━━━━━ RECORDS FOR PROCESSING ━━━━━

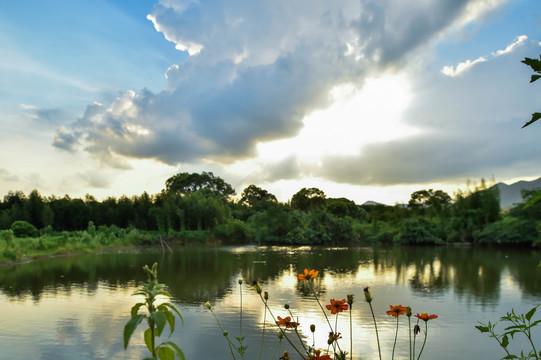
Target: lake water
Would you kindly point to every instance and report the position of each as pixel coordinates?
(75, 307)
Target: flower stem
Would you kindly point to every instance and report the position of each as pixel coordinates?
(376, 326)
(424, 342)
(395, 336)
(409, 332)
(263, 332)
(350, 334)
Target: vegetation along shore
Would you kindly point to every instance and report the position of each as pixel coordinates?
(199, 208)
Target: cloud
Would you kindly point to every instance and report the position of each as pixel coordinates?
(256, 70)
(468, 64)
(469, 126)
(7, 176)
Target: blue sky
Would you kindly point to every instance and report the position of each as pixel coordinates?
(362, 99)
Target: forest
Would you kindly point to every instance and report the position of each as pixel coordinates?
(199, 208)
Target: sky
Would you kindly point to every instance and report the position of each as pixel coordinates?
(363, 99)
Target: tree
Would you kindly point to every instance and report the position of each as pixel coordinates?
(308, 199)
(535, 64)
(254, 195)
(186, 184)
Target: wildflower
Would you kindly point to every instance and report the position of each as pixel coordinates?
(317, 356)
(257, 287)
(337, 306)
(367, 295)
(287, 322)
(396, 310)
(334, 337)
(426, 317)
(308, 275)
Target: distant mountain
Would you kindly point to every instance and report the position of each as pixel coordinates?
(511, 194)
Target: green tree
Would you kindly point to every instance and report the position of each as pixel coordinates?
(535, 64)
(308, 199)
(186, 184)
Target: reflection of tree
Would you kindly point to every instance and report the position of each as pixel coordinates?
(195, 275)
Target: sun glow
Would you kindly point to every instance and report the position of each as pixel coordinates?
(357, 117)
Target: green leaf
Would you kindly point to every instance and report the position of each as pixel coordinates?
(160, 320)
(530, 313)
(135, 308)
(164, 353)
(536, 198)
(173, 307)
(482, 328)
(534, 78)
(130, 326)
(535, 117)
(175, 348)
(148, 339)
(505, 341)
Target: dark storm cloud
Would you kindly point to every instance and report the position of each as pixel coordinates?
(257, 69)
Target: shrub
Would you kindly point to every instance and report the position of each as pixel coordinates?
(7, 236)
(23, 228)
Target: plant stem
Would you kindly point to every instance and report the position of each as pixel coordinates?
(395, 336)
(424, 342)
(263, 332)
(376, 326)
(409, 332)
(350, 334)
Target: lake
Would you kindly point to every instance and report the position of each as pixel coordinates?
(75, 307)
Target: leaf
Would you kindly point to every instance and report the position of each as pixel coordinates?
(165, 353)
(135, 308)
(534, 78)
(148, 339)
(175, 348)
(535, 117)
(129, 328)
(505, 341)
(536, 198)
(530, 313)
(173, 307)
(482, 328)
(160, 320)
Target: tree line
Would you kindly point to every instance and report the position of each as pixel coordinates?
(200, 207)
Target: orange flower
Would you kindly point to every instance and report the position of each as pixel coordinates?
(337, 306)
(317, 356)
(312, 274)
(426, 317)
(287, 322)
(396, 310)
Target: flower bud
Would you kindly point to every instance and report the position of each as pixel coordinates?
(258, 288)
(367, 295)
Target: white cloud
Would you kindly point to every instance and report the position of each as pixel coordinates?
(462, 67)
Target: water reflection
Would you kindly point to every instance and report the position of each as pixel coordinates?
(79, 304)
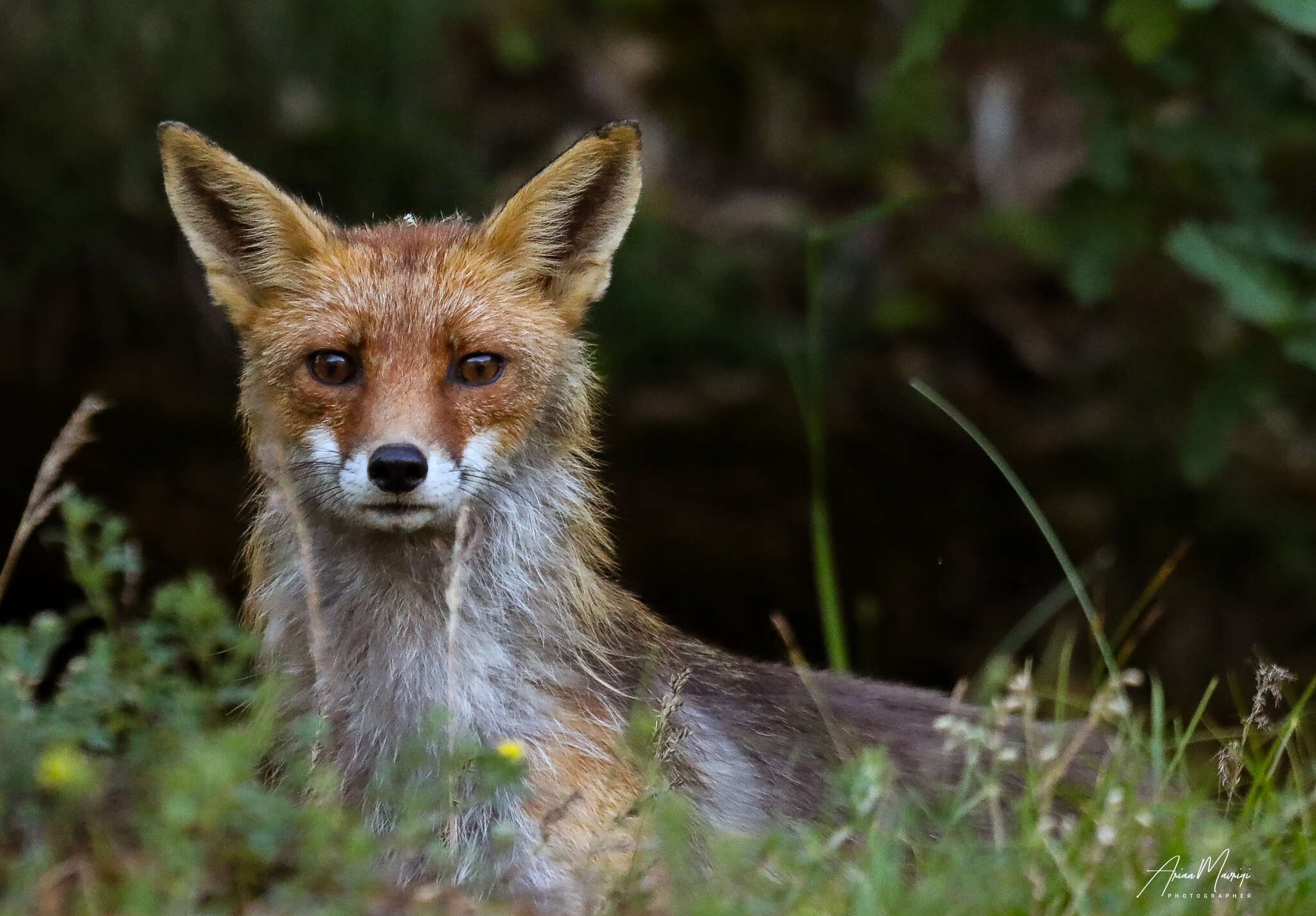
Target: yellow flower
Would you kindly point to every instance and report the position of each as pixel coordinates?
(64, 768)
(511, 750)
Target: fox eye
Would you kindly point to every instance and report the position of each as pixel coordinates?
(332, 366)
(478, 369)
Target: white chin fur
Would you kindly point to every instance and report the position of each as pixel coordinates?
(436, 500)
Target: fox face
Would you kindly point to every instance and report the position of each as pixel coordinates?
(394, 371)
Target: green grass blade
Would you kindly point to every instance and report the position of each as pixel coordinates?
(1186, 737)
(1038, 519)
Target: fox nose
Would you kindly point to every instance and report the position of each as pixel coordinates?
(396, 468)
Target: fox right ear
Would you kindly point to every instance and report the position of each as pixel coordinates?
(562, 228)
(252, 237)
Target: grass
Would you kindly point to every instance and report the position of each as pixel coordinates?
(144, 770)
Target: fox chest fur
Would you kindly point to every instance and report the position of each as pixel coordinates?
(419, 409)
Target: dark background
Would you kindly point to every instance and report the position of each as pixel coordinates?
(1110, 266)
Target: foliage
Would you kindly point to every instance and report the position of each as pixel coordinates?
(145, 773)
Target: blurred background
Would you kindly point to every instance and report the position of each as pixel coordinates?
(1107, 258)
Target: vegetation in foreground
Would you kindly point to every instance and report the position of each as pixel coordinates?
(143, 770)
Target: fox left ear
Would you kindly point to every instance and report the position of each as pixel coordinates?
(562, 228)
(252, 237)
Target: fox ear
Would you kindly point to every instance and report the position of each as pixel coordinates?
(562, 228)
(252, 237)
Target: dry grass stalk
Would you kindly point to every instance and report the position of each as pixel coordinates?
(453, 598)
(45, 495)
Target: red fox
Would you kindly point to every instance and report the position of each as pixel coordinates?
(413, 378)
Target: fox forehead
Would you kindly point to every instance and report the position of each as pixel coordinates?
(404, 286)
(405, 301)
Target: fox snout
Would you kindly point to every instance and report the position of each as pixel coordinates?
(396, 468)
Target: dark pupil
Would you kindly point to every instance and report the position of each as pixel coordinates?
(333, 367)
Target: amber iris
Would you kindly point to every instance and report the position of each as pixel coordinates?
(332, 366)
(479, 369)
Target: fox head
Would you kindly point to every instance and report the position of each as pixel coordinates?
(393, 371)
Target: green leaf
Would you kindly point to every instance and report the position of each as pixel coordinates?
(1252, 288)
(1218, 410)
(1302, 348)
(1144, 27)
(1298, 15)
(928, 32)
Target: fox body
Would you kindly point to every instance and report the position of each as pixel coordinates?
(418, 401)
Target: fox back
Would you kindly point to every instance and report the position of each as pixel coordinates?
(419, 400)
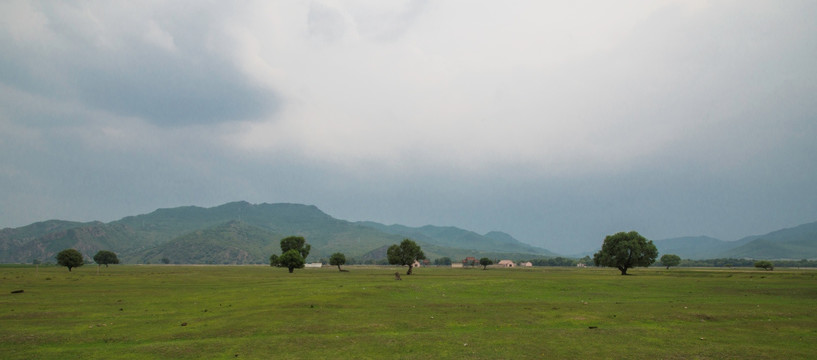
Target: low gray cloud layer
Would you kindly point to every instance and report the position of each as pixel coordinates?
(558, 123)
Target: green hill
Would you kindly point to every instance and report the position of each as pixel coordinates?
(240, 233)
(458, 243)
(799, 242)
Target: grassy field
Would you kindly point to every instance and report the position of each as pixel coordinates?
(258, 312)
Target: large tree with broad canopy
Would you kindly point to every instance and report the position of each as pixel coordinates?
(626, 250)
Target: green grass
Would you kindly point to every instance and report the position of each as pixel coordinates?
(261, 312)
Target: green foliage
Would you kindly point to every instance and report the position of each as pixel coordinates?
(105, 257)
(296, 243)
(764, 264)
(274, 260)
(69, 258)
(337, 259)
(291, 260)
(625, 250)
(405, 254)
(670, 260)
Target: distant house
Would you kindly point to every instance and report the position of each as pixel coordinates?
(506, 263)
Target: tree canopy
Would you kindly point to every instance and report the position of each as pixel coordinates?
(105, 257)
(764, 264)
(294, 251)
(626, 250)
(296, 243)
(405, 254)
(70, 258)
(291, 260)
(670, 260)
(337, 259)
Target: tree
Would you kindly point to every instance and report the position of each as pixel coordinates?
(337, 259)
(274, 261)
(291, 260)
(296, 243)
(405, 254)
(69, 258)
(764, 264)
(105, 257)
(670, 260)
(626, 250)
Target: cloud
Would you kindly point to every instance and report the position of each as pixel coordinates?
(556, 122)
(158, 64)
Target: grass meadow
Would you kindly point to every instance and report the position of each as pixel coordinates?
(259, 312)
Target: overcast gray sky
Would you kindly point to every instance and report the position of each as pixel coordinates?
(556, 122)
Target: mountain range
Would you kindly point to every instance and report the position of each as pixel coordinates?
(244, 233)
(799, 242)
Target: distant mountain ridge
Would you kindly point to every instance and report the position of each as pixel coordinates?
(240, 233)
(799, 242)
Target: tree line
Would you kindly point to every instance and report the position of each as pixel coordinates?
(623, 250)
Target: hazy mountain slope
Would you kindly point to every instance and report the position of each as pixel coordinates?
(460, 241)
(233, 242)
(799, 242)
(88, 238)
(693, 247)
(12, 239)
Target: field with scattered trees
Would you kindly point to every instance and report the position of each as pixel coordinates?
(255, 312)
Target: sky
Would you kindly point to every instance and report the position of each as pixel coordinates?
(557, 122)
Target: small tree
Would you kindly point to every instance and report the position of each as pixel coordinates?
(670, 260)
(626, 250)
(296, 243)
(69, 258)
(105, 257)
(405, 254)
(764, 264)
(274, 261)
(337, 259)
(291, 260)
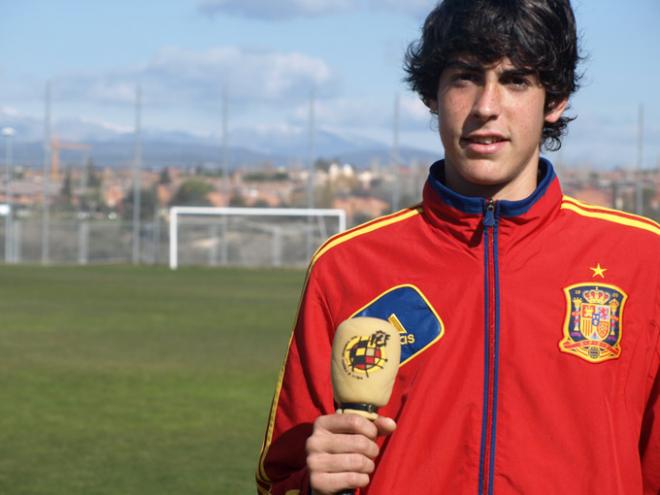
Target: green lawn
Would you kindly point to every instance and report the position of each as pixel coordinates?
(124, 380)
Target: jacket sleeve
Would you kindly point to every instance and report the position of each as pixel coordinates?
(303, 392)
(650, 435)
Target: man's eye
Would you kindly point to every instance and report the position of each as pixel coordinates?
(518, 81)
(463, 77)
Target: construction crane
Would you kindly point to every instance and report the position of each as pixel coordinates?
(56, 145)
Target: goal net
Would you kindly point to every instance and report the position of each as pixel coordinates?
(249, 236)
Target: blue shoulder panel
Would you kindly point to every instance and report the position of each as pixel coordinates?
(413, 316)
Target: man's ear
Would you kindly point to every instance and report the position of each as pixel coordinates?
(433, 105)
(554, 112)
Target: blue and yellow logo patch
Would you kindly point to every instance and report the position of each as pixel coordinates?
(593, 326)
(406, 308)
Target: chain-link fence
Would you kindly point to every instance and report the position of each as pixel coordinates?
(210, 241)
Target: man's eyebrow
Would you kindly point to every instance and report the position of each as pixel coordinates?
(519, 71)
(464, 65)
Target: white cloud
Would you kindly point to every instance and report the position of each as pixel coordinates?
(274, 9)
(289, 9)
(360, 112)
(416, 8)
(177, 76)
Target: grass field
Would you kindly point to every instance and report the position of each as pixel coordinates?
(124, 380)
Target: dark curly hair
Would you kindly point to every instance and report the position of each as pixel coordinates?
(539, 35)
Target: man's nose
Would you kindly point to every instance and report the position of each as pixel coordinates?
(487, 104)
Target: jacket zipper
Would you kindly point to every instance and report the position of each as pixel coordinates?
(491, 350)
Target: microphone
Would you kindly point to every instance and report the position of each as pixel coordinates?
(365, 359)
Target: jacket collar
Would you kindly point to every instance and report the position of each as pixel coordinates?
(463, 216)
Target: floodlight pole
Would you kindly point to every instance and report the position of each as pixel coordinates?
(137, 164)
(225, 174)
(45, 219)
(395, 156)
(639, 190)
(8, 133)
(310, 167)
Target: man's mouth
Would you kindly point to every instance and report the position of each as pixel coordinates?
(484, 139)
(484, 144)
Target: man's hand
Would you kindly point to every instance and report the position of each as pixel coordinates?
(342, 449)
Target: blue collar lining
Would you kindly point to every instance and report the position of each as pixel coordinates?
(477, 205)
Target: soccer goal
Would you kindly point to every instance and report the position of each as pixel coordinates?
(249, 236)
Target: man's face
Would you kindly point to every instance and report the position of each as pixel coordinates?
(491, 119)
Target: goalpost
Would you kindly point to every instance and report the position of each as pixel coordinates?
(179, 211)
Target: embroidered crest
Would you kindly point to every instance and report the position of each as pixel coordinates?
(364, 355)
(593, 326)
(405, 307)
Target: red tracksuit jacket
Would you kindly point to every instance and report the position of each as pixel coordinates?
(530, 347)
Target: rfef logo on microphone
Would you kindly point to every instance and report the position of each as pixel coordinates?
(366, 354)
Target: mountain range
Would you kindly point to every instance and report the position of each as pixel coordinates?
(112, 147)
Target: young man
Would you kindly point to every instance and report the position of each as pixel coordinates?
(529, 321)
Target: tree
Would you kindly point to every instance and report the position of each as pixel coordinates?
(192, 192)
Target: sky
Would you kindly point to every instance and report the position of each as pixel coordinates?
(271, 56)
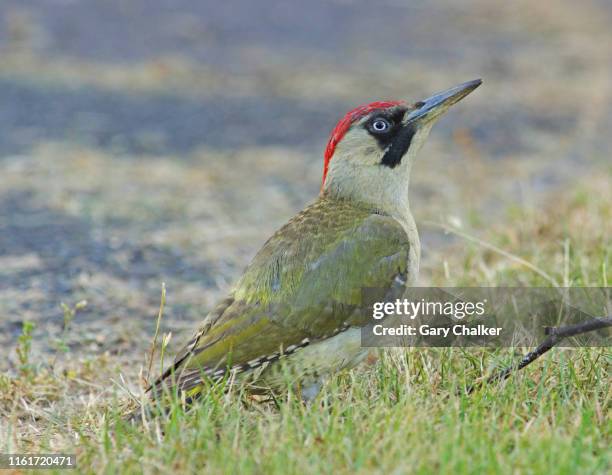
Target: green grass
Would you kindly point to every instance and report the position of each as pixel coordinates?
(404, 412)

━━━━━

SHORT PROBLEM: Exactly as written, set down the lines from the line holding "Target: red tracksuit jacket" to the last line of the data, both ends included, pictures excluded.

ANSWER IN FULL:
Target: red tracksuit jacket
Would you kindly point to every instance and report the position of each as pixel coordinates?
(530, 347)
Target: rfef logo on microphone
Would you kindly point to every instance and report the position of each as pixel coordinates?
(366, 354)
Target: mountain range
Would you kindly point to every instance and report the position of each as pixel coordinates?
(112, 147)
Target: young man
Would you kindly point to every instance and report the position of each as pixel coordinates?
(529, 321)
Target: tree
Would you kindly point to every instance and report the position of each as pixel coordinates?
(192, 192)
Target: sky
Would you kindly point to every instance and report the position of each as pixel coordinates?
(271, 56)
Target: green grass
Would you kindly point to every instance and report the position of each as pixel coordinates?
(404, 412)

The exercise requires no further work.